My guess is they will add DEF to them if at all possible. Taking away the performance will poison their customer base more than adding equipment to the car.
Retrofitting injection and storage onto an existing car? Hmm, that seems fraught with issues. And very expensive.
I have a 2012 Passat TDI and at least some articles mention it and newer Jettas as being in scope. If that's true, it would mean that even SCR equipped cars will need changes.
I don't mind a higher urea consumption rate if it means my (whopping 140hp) power and mileage don't change, since DEF is so cheap. I will be happy to join a class action lawsuit if mileage and/or power go down.
What's a DEF?
Diesel Exhaust Fluid
Adding Urea to the hot exhaust fluid in a diesel can reduce the amount of NOx that is produced from lean burning the fuel.
*hot exhaust GAS*
Gases are fluids. :p
So is glass.
Never fucking understood that.
You can easily get around 200hp and around 350 ft. lbs. of torque with a good stage 1 tune from any of a variety of aftermarket tuners. And also improve your mileage further. modern diesel engines are ridiculously strangled in stock form.
To provide context, stock output is 140hp and 236 lbs. torque.

◆ Tasks for this exercise
A) For each statement about the diesel exhaust fluid discussion, answer yes or no and quote the words of the discussion that decide it.
(i) DEF stands for Diesel Exhaust Fluid.
(ii) A stage 1 tune is said to lower mileage.
(iii) Stock output is given as 140hp and 236 lbs. torque.
B) Using the diesel exhaust fluid discussion, answer each question:
(i) What model year is the Passat TDI that one poster owns?
(ii) What is added to the hot exhaust to reduce the amount of NOx?
(iii) About how much horsepower can a good stage 1 tune provide?
Answer from the diesel exhaust fluid discussion only, with no outside knowledge.

◆ Excerpted records
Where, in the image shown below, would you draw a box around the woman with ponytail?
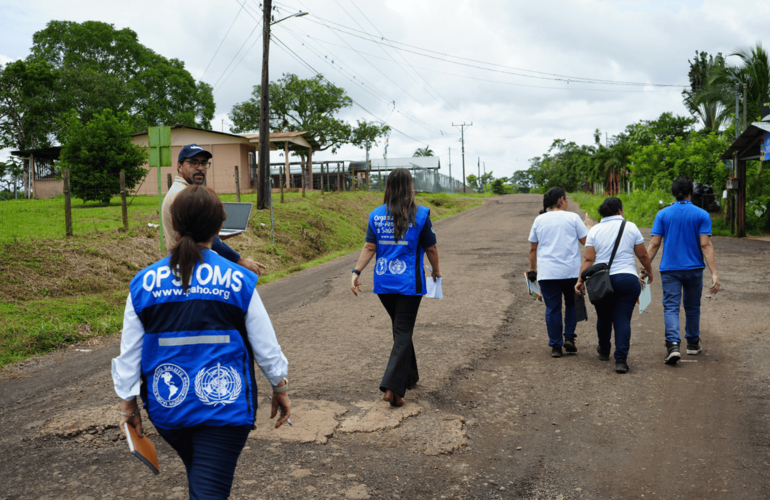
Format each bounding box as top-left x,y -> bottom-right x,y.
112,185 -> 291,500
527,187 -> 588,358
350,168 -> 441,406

==

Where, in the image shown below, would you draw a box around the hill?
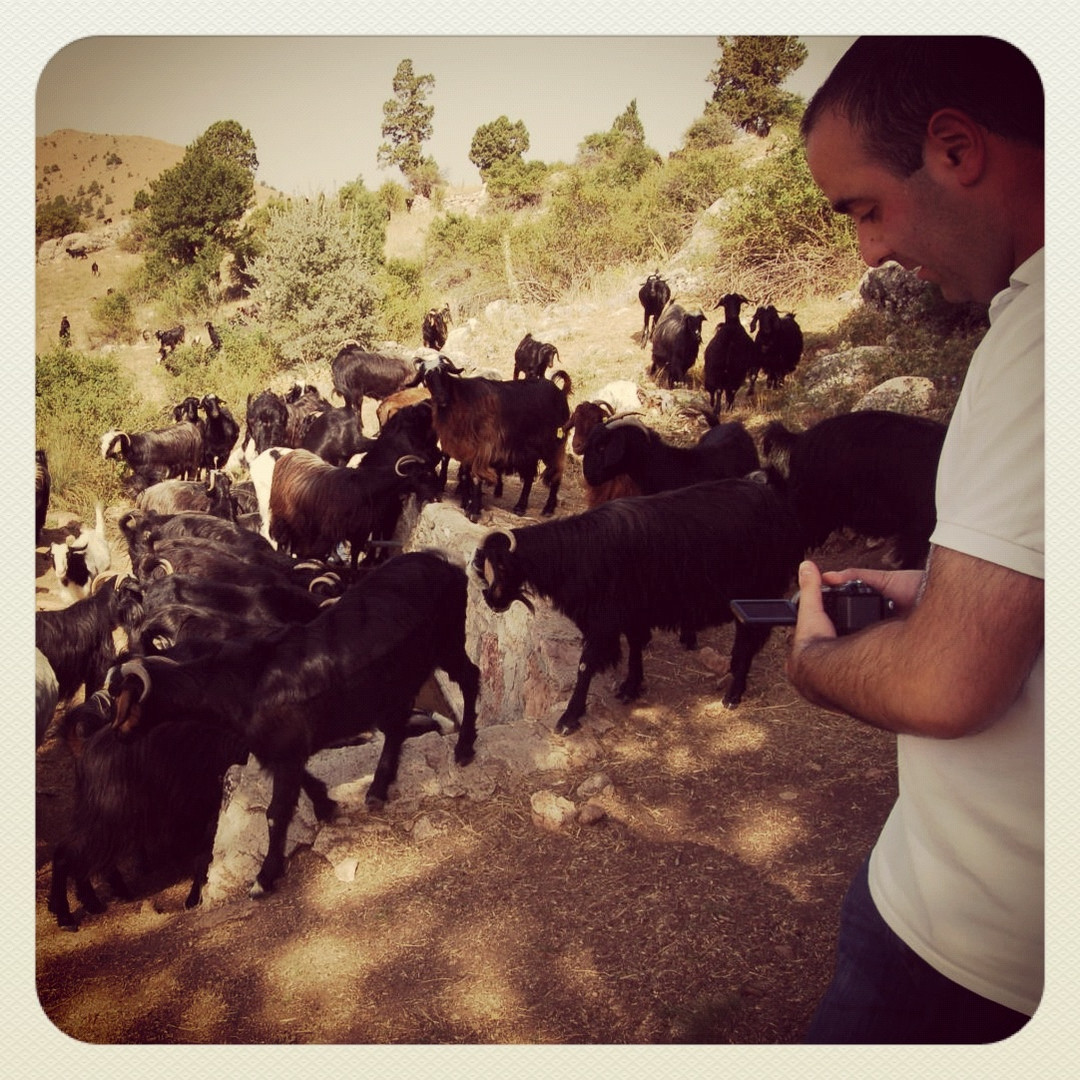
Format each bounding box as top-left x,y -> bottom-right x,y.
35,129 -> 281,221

◆ Exercise results
A)
(i) Yes: "Diesel Exhaust Fluid"
(ii) No: "And also improve your mileage further."
(iii) Yes: "stock output is 140hp and 236 lbs. torque."

B)
(i) 2012
(ii) Urea
(iii) Around 200hp